### Excerpted records:
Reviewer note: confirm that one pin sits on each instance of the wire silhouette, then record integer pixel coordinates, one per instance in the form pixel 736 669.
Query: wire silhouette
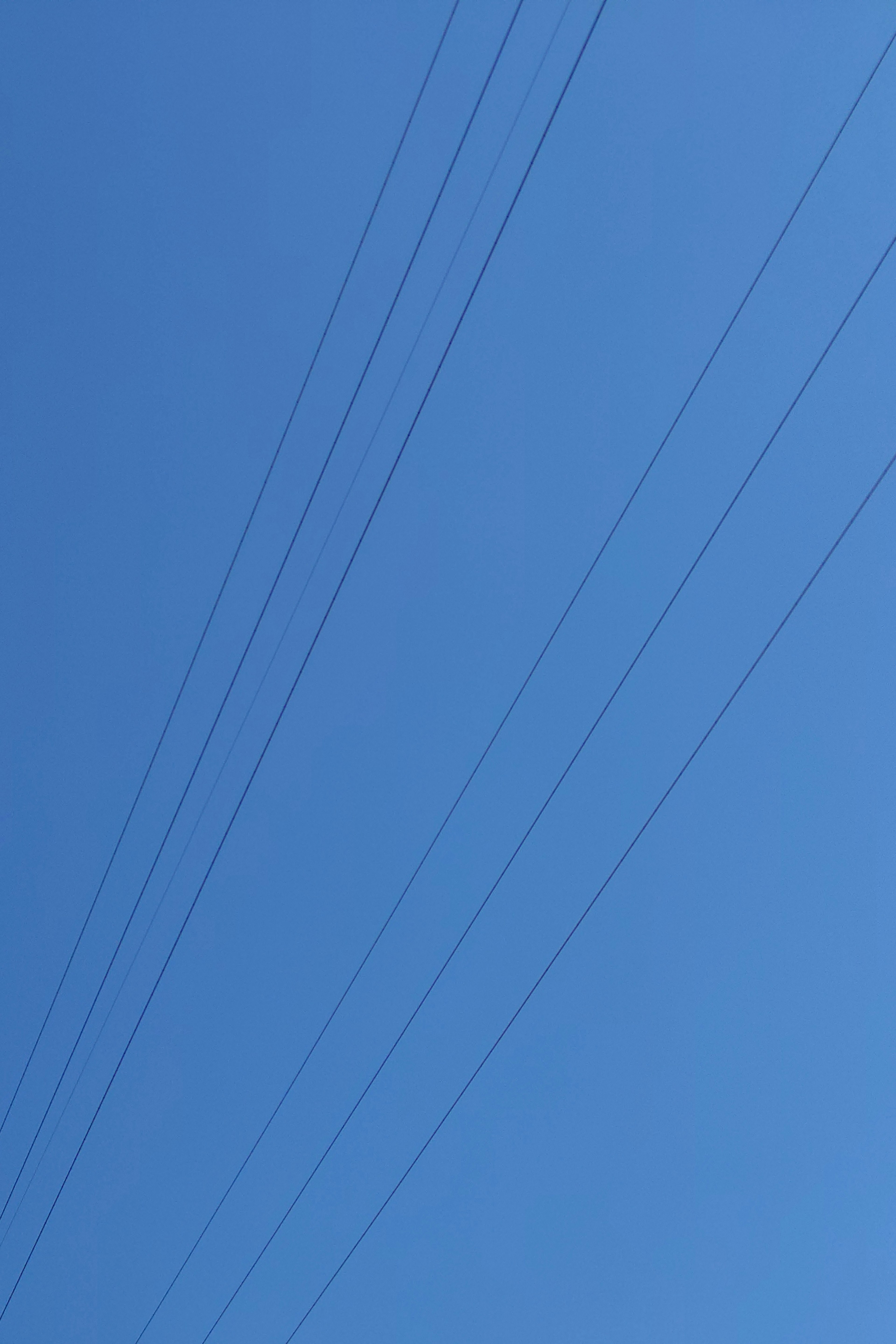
pixel 289 623
pixel 598 894
pixel 541 656
pixel 308 655
pixel 562 777
pixel 264 611
pixel 230 568
pixel 296 1077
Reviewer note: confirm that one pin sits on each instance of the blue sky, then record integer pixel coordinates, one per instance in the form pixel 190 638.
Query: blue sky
pixel 688 1132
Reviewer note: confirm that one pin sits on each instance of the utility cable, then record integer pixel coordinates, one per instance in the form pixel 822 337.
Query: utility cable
pixel 542 654
pixel 566 771
pixel 311 650
pixel 370 444
pixel 280 644
pixel 264 611
pixel 233 562
pixel 597 896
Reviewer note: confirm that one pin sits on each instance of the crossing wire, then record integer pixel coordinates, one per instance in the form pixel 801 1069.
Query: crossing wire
pixel 566 771
pixel 598 894
pixel 275 655
pixel 311 650
pixel 230 568
pixel 264 611
pixel 532 670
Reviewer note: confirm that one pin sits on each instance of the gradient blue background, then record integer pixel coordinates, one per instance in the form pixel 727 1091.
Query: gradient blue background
pixel 690 1134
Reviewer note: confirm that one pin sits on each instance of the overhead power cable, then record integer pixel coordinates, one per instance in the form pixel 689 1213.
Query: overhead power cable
pixel 598 894
pixel 280 644
pixel 314 644
pixel 532 670
pixel 265 605
pixel 233 561
pixel 562 777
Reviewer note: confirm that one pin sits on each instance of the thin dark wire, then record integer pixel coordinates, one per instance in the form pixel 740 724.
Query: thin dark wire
pixel 266 603
pixel 233 562
pixel 596 898
pixel 273 658
pixel 301 1068
pixel 554 634
pixel 557 785
pixel 311 650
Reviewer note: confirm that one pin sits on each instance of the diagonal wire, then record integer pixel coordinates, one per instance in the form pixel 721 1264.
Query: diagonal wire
pixel 558 783
pixel 598 894
pixel 311 650
pixel 265 605
pixel 425 323
pixel 233 562
pixel 554 634
pixel 273 658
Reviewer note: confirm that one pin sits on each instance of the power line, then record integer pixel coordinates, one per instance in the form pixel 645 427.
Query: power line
pixel 539 659
pixel 598 894
pixel 561 779
pixel 275 655
pixel 266 603
pixel 233 561
pixel 311 650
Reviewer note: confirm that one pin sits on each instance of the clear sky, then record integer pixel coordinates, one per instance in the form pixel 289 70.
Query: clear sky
pixel 688 1134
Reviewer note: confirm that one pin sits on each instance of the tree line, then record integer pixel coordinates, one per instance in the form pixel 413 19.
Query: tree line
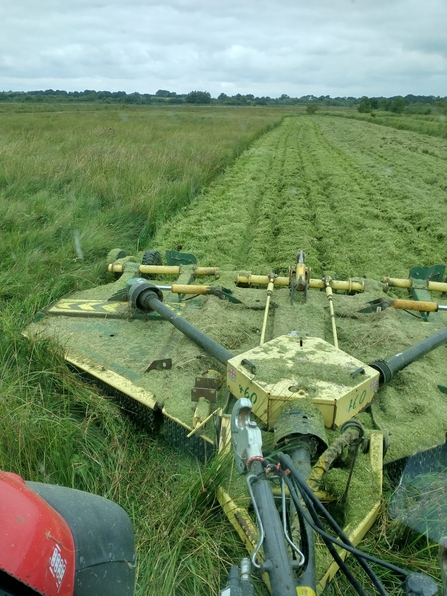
pixel 410 103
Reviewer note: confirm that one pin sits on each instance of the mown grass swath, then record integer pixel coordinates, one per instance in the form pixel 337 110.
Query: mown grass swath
pixel 360 199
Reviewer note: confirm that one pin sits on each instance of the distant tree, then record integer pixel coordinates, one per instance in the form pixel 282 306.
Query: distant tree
pixel 398 105
pixel 364 105
pixel 198 97
pixel 312 108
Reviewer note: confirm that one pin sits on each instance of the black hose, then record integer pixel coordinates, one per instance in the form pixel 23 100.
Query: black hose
pixel 319 528
pixel 346 544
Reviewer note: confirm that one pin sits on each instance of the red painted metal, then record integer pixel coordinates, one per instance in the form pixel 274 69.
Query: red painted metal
pixel 36 544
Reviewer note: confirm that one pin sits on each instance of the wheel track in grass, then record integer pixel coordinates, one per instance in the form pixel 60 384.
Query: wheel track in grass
pixel 307 185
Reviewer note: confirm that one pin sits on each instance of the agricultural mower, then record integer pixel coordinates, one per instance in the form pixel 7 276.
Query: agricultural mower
pixel 252 366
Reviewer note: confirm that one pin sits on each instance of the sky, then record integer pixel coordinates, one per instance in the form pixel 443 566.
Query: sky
pixel 339 48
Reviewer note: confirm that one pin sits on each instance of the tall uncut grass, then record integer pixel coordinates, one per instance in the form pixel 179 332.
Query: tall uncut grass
pixel 433 125
pixel 75 183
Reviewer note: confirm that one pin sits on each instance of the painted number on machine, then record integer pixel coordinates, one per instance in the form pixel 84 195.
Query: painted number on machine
pixel 245 392
pixel 357 401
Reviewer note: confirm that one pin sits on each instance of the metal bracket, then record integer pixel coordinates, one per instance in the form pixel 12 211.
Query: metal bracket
pixel 245 435
pixel 162 364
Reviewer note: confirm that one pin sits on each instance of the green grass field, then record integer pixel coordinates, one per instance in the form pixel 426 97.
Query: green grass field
pixel 360 199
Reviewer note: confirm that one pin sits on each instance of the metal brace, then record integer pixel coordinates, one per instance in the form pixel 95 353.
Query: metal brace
pixel 245 435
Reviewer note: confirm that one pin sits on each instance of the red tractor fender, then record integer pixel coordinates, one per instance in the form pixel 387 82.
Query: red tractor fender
pixel 37 546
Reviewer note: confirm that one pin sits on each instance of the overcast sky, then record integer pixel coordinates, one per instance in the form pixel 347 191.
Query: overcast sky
pixel 265 47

### Exercise objective:
Reproduce all of the material above word for word. Leave the pictures out of your copy.

### Written response:
Reviewer note: confirm that one pin sits on each instance of the wire silhouette, then record integer pixel coordinates, one per instance in the form pixel 736 669.
Query: wire silhouette
pixel 289 623
pixel 598 894
pixel 541 656
pixel 308 655
pixel 562 777
pixel 264 611
pixel 230 568
pixel 296 1077
Reviewer note: confirm that one pin sits on each instance of the blue sky, then record integer pixel coordinates, one per instance in the form pixel 190 638.
Query: blue sky
pixel 688 1132
Reviewer note: confirm that one pin sits on each instance of the utility cable, then record integer pixel coordinates, one per instance in the form pixel 822 337.
Query: utility cable
pixel 542 654
pixel 566 771
pixel 311 650
pixel 370 444
pixel 280 644
pixel 264 611
pixel 233 562
pixel 597 896
Reviewer note: confirm that one pin sits on each instance of the crossing wire, then record integer pixel coordinates, one per instance in the form pixel 801 1069.
Query: crossing wire
pixel 566 771
pixel 598 894
pixel 275 655
pixel 311 650
pixel 230 568
pixel 264 611
pixel 532 670
Reviewer note: confirm that one pin sits on each instance of the gradient blue background, then record integer pixel coordinates, one per instance in the form pixel 727 1091.
Query: gradient blue background
pixel 690 1134
Reviewer note: confirm that one pin sits on each instance of the overhead power cable, then record integer pixel coordinates, one per instance in the form pixel 689 1213.
Query: overhead power cable
pixel 598 894
pixel 280 644
pixel 314 644
pixel 532 670
pixel 265 605
pixel 233 561
pixel 562 777
Reviewer note: confirm that one pin sits on each instance of the thin dark wire, then record integer pixel coordinates, one per instance in the form pixel 740 724.
Query: thin dark wire
pixel 266 603
pixel 233 562
pixel 596 898
pixel 273 658
pixel 301 1068
pixel 554 634
pixel 557 785
pixel 311 650
Reviewer note: confirm that one pin sits on each instance of the diagonal wire, then record integer pixel coordinates, one per instance in the form pixel 721 1264.
Query: diagonal wire
pixel 558 783
pixel 598 894
pixel 311 650
pixel 265 605
pixel 425 323
pixel 233 562
pixel 554 634
pixel 273 658
Reviewer note: confirm that one pin sits on each instance of the power line, then record integer pixel coordinates, one per instance in the form pixel 645 427.
Query: power line
pixel 539 659
pixel 598 894
pixel 561 779
pixel 275 655
pixel 266 603
pixel 233 561
pixel 311 650
Reviewer note: confirm that one pin sits on each instance of the clear sky, then record integer pixel coordinates, one per instance in the form pixel 289 70.
Query: clear sky
pixel 688 1134
Reviewer note: confirm that one pin sits on each instance of the tree line, then record integer pixel coordinates, one per instance in the form pixel 413 19.
Query: tree line
pixel 410 103
Reviewer note: confirm that one pin sits on each instance of the mown grass swath, then record integer pixel coordinates, one per instance in the form pixel 337 110.
Query: mown grass swath
pixel 360 199
Reviewer note: confirm that one pin sits on each instance of the distant tree, then record integer pixel coordinates, one per instance in the form pixel 282 306.
Query: distant tree
pixel 398 105
pixel 364 105
pixel 198 97
pixel 312 108
Reviewer note: confirm that one pin sits on each instance of the black hose, then record integer pixel coordinates, one per instance in the form pixel 23 100.
Query: black hose
pixel 319 528
pixel 346 544
Reviewer note: confirm that one pin sits on each instance of the red painted metal, then record integer pixel coordinates, one per instance in the form pixel 274 69.
Query: red painted metal
pixel 36 544
Reviewer note: confirm that one pin sits on each instance of the wheel track in grass, then record integer pixel coordinates, one per instance in the form pixel 60 384.
Query: wheel track in grass
pixel 307 185
Reviewer note: confirm that one pin sits on each instance of the agricultural mower, then record integer pixel coordinates, one per instance in the form pixel 7 276.
Query: agricultural mower
pixel 252 366
Reviewer note: confirm that one pin sits on each instance of the sky, then record integer pixel coordinates, one per instance in the form pixel 443 566.
Query: sky
pixel 339 48
Reviewer note: confirm that one pin sits on each instance of the tall uncut grass, then record integer pixel coordinates, one per instance in the form pixel 179 332.
Query: tall uncut grass
pixel 433 125
pixel 75 183
Reviewer note: confirm that one pin sits on each instance of the painted number on machine, then record integer pixel coordinates, one per instance in the form pixel 84 195.
Query: painted number on machine
pixel 245 392
pixel 357 401
Reviewer note: confirm that one pin sits on each instance of the metal bracket, then record integer pixel coordinates, one per instance in the form pixel 12 211.
Query: metal bracket
pixel 245 435
pixel 162 364
Reviewer note: confirm that one pin sits on each instance of the green grass field, then record integer pixel coordinates, one per instance in the form pixel 426 97.
Query: green grass field
pixel 360 199
Reviewer note: confirm that one pin sits on each instance of the metal brace, then record integer pixel coordinates, one per instance in the form pixel 95 353.
Query: metal brace
pixel 245 435
Reviewer note: confirm that one pin sits on each instance of the red tractor fender, then record integer pixel coordinates, one per instance in the form pixel 387 82.
Query: red tractor fender
pixel 37 546
Reviewer note: confirm that one pin sits on each instance of the overcast sky, then record integer pixel coordinates, one per instance in the form pixel 347 191.
Query: overcast sky
pixel 265 47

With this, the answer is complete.